# [Work task 1]
Transcribe the article on Chief Trust Officers, everything from "When it comes" down to "widening trust gap.".
# [Work task 2]
Answer these questions about the article on Chief Trust Officers.
(a) What percentage of respondents in the Deloitte survey said GenAI makes it harder for them to trust online content?
(b) Which executive owns compliance and risk?
(c) What three kinds of content do brands now routinely use AI to generate?

# [Document extract]
As generative AI spreads across business functions, companies experiment with Chief Trust Officers to close a widening credibility gap.
When it comes to handling AI in the corporate world, there’s a clear designation of responsibility. The CIO owns the tech stack. The CCO owns compliance and risk. But who owns trust in the age of generative AI? More companies are experimenting with Chief Trust Officers (CTrOs) tasked with governing algorithm ethics, data use, and stakeholder confidence. But a title alone won’t fix the widening trust gap.
In a Deloitte survey, 74 percent of respondents reported that GenAI makes it harder for them to trust online content. But the problem is not limited to misinformation and AI-generated videos; Generative AI is also eroding consumer trust.Â
As more companies embed GenAI across customer support, marketing, hiring, insurance underwriting, and healthcare intake, customers often cannot tell when they are interacting with an algorithm, how their data is being used, or how decisions are being made. The result is a credibility deficit: companies may be innovating faster than they can explain it all to stakeholders.
It’s no longer enough for corporations to make AI decisions responsibly; companies must also explain them clearly and proactively. Hence, the need for a CTrO shaping how organizations talk about automation, transparency, and decision-making. Ultimately, a CTrO must prioritize disclosure.Â
Where Trust Breaks Down
Trust most often erodes at the point where organizations blur the line between human and AI interaction. One of the Chief Trust Officer’s core responsibilities is to define – and publicly clarify – where automation ends and verified human judgment begins. As generative AI becomes embedded in customer support, marketing, HR, and sales, companies must decide not only where automation is appropriate, but also where human accountability is essential. And it is not enough to make those decisions internally; customers and employees must be clearly informed when AI is involved.
These choices are not abstract ethical debates. They are operational decisions that affect daily interactions. Where is it acceptable for customers to receive AI-generated responses? When must they know they are speaking to a human representative? Are blended experiences permissible – and if so, how will that be disclosed? The absence of consistent standards in these moments is where confusion and eventually distrust begin.
Marketing is one of the clearest pressure points. Brands now routinely use AI to generate ad copy, product descriptions, and influencer-style content. Without disclosure standards, consumers may not realize that the imagery, testimonials, or endorsements shaping their purchasing decisions are synthetic. When AI-generated claims prove inaccurate or exaggerated, credibility suffers. The CTrO’s office would establish guardrails, requiring teams to disclose when content is AI-generated and to verify that automated claims meet the same standards as human-created materials.

Stored data entries
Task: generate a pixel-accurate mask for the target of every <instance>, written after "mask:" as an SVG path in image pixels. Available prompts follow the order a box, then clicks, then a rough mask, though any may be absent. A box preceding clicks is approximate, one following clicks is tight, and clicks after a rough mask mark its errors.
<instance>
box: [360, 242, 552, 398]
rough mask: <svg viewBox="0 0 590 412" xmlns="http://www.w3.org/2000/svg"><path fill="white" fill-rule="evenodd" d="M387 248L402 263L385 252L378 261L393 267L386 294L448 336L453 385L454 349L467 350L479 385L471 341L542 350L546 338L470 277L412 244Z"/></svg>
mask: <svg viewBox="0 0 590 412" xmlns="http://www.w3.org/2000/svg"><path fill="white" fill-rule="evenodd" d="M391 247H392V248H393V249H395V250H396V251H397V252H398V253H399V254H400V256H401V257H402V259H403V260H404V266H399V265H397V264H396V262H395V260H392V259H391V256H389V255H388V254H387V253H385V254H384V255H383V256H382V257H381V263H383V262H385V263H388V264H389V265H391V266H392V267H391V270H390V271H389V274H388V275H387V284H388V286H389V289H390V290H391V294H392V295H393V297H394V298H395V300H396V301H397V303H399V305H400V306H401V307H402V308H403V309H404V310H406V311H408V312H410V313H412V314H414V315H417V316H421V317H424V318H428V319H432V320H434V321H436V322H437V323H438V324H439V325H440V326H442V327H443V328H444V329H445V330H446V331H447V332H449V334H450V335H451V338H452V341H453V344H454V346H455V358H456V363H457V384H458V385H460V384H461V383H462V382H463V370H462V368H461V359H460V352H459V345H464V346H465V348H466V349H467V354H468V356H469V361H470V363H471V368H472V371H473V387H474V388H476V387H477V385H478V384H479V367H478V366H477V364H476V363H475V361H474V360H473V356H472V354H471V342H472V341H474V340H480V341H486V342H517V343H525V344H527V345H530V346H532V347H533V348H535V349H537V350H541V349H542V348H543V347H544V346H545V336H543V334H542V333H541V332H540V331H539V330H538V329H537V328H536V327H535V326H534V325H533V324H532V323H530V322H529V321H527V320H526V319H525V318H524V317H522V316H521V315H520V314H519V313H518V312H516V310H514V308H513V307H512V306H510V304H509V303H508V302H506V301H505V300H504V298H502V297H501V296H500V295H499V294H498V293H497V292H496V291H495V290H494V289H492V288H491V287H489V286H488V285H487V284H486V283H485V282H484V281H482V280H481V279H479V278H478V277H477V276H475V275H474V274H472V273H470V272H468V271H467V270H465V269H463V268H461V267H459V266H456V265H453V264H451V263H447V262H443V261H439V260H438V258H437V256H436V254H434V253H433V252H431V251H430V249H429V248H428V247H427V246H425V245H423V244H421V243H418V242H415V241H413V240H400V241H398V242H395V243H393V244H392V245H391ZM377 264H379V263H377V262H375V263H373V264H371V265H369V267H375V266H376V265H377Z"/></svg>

# [Expected output 1]
When it comes to handling AI in the corporate world, there’s a clear designation of responsibility. The CIO owns the tech stack. The CCO owns compliance and risk. But who owns trust in the age of generative AI? More companies are experimenting with Chief Trust Officers (CTrOs) tasked with governing algorithm ethics, data use, and stakeholder confidence. But a title alone won’t fix the widening trust gap.

# [Expected output 2]
(a) 74 percent
(b) The CCO
(c) Ad copy, product descriptions, and influencer-style content